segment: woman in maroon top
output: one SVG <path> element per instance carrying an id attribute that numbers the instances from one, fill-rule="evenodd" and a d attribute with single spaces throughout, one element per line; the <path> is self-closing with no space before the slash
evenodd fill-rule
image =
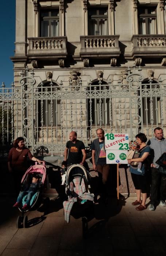
<path id="1" fill-rule="evenodd" d="M 21 179 L 27 168 L 27 158 L 41 163 L 41 161 L 34 157 L 30 150 L 25 147 L 24 139 L 19 137 L 14 142 L 13 146 L 9 151 L 8 168 L 9 172 L 13 173 L 16 192 L 20 190 Z"/>

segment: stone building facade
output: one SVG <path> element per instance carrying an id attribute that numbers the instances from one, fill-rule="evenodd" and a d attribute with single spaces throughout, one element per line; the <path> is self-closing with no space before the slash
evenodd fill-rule
<path id="1" fill-rule="evenodd" d="M 16 0 L 13 137 L 53 155 L 72 130 L 165 133 L 165 17 L 161 0 Z"/>

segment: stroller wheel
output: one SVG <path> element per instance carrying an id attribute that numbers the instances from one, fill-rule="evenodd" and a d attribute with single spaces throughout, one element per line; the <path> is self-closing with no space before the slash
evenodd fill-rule
<path id="1" fill-rule="evenodd" d="M 88 231 L 88 220 L 86 217 L 82 217 L 82 237 L 85 238 L 86 237 L 86 235 Z"/>
<path id="2" fill-rule="evenodd" d="M 45 207 L 47 209 L 49 208 L 50 204 L 50 200 L 49 197 L 46 197 L 44 200 L 44 205 Z"/>
<path id="3" fill-rule="evenodd" d="M 17 229 L 20 229 L 22 223 L 22 218 L 21 216 L 18 216 L 16 221 L 16 227 Z"/>
<path id="4" fill-rule="evenodd" d="M 27 224 L 28 222 L 28 216 L 26 215 L 24 216 L 23 219 L 23 227 L 26 228 L 27 227 Z"/>

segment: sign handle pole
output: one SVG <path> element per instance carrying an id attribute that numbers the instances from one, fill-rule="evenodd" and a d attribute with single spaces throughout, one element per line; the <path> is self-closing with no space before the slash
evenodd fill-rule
__________
Output every line of the data above as a numbered list, skipping the blank lines and leaving out the pictures.

1. segment: woman in maroon top
2. output: one SVG <path> element per instance carrying an id attribute that numbers the instances from one, fill-rule="evenodd" and a d attribute with single spaces throughout, one element per line; the <path> is self-closing with no space before the slash
3. evenodd fill-rule
4. image =
5. <path id="1" fill-rule="evenodd" d="M 21 179 L 27 168 L 27 158 L 41 163 L 41 161 L 34 157 L 30 150 L 25 147 L 24 139 L 19 137 L 14 142 L 13 146 L 9 151 L 8 168 L 9 172 L 13 173 L 16 192 L 20 190 Z"/>
6. segment: stone building facade
7. output: one SVG <path> element per instance carrying an id attribute that numbers the instances from one, fill-rule="evenodd" and a d attribute with single spaces throughout, one element per line; the <path> is self-closing with no space before the slash
8. evenodd fill-rule
9. <path id="1" fill-rule="evenodd" d="M 16 0 L 13 137 L 53 155 L 72 130 L 165 133 L 165 17 L 161 0 Z"/>
10. segment: stroller wheel
11. output: one SVG <path> element per instance carrying an id attribute that numbers the instances from one, fill-rule="evenodd" and a d attribute with single spaces throughout, one element per line; the <path> is self-closing with no space before the slash
12. evenodd fill-rule
13. <path id="1" fill-rule="evenodd" d="M 88 231 L 88 220 L 86 217 L 82 217 L 82 237 L 85 238 L 86 237 L 86 235 Z"/>
14. <path id="2" fill-rule="evenodd" d="M 45 207 L 47 209 L 49 208 L 50 204 L 50 200 L 49 197 L 46 197 L 44 200 L 44 205 Z"/>
15. <path id="3" fill-rule="evenodd" d="M 17 229 L 20 229 L 22 223 L 22 218 L 21 216 L 18 216 L 16 221 L 16 227 Z"/>
16. <path id="4" fill-rule="evenodd" d="M 27 224 L 28 222 L 28 216 L 26 215 L 24 216 L 23 219 L 23 227 L 26 228 L 27 227 Z"/>
17. segment: sign handle pole
18. output: one SVG <path> element per instance carrying an id attribute that numbers the instances from one, fill-rule="evenodd" and a d attribute with single spaces throughout, one element per line; the <path> is self-closing with no space before the slash
19. evenodd fill-rule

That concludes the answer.